### Raw records
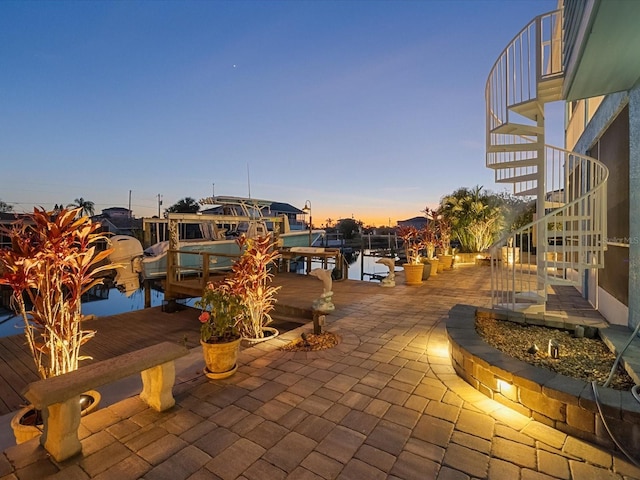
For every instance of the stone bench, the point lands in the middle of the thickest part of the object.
(59, 397)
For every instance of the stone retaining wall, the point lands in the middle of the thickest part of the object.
(564, 403)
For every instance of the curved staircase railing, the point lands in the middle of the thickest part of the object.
(568, 237)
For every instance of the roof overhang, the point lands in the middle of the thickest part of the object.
(606, 55)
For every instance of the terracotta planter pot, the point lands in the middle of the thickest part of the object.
(220, 359)
(433, 262)
(413, 273)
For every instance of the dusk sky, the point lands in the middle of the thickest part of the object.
(370, 109)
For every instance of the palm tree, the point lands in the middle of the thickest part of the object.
(86, 207)
(476, 217)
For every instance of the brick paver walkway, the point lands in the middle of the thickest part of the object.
(385, 403)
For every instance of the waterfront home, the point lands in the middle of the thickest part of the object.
(585, 55)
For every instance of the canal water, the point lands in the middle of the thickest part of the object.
(112, 301)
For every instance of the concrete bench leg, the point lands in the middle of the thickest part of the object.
(60, 433)
(157, 386)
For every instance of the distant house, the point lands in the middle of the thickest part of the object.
(6, 219)
(118, 221)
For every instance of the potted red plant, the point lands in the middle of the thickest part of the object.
(412, 243)
(222, 311)
(53, 261)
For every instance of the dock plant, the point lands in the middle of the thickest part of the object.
(251, 279)
(429, 233)
(412, 243)
(222, 311)
(53, 261)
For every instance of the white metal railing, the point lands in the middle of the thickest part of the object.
(534, 55)
(559, 246)
(569, 235)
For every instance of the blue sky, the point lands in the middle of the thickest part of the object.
(370, 109)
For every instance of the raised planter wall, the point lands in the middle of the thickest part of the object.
(564, 403)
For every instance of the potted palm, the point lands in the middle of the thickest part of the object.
(412, 245)
(251, 279)
(222, 311)
(53, 261)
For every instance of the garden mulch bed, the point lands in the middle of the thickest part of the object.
(582, 358)
(308, 342)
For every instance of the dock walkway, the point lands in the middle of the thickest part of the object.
(384, 403)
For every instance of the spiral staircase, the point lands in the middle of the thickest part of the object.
(568, 235)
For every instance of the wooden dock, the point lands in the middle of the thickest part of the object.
(126, 332)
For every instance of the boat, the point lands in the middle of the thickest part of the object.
(194, 235)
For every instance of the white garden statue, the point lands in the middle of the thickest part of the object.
(324, 303)
(389, 280)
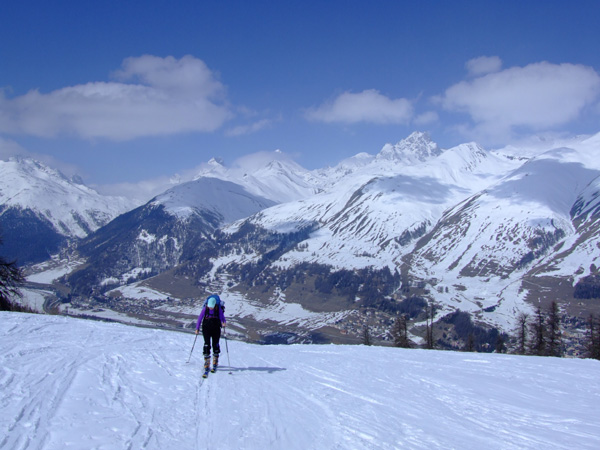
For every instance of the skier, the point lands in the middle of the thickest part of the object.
(212, 318)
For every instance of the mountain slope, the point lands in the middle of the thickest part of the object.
(40, 209)
(95, 384)
(161, 234)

### Exercise
Copy out all of the material above, substituting "widest" for every "thickest" and keeping everything else the same. Leave the pictures out.

### Solution to this problem
For every instance of the stone bench, the point lands in the middle of the widest part of the object.
(59, 397)
For every instance of the stone retaining wall, the point lands in the middle of the widest part of the object.
(564, 403)
For every instance of the curved staircase railing, the point lands in the middle of the widest part of the object.
(568, 237)
For every instance of the roof overhang, the point lands in the middle of the widest part of the object.
(606, 55)
For every instance of the terracotta planter pot, the point lands in the middle of the widest part of the object.
(220, 359)
(433, 262)
(413, 273)
For every instance of the dusk sky, the point lands in the middle of the widest part of the object.
(370, 109)
For every instance of the palm tree, the point lands in the middle of the widest part of the object.
(86, 207)
(476, 217)
For every instance of the brick paver walkway, the point lands in the middle of the widest part of the object.
(385, 403)
For every instance of the waterfront home, the point lands in the middle of the widest part of the object.
(585, 55)
For every instance of the canal water, the point lands in the middle of the widest part of the object.
(112, 301)
For every instance of the concrete bench leg, the point lands in the middle of the widest part of the object.
(60, 433)
(157, 386)
For every instance of the distant house, the point lands in the middle of the widest part of the object.
(6, 219)
(118, 221)
For every instance of the potted red plant, the point lands in the middle of the widest part of the object.
(412, 243)
(222, 311)
(53, 261)
For every instance of the dock plant, the point lands in the middle of the widest part of the object.
(251, 279)
(429, 233)
(412, 243)
(222, 311)
(53, 261)
For every instance of the white metal railing, the point lands in the middle of the widest part of the object.
(534, 55)
(559, 246)
(569, 235)
For every instance of the blue sky, the point lands in the middle of the widest part of the object.
(370, 109)
For every instance of the raised planter wall, the point lands in the middle of the widest part of the object.
(564, 403)
For every instance of the potted palm, the point lands in the middle of the widest part of the object.
(412, 245)
(251, 279)
(222, 311)
(53, 261)
For every instance of the garden mulch bed, the point lands in the middle of the widest part of the object.
(582, 358)
(308, 342)
For every instance of the dock walkway, the point lands in the middle of the widest part of the object.
(384, 403)
For every instance of the spiral staircase, the point lands in the middle of the widest part of the object.
(568, 235)
For every instance of the wooden dock, the point lands in the middle of the widest part of the object.
(126, 332)
For every instance of the boat, the point lands in the middle of the widest part of the object.
(194, 235)
For every instance of the white garden statue, the point lands in the middle of the widest part of the object.
(324, 303)
(389, 280)
For every instance of the skier, the point lands in the middle of the widest part of the object.
(212, 318)
For every instance of the mountain slope, the point lands in the middle of the widest part of the object.
(40, 209)
(95, 384)
(161, 234)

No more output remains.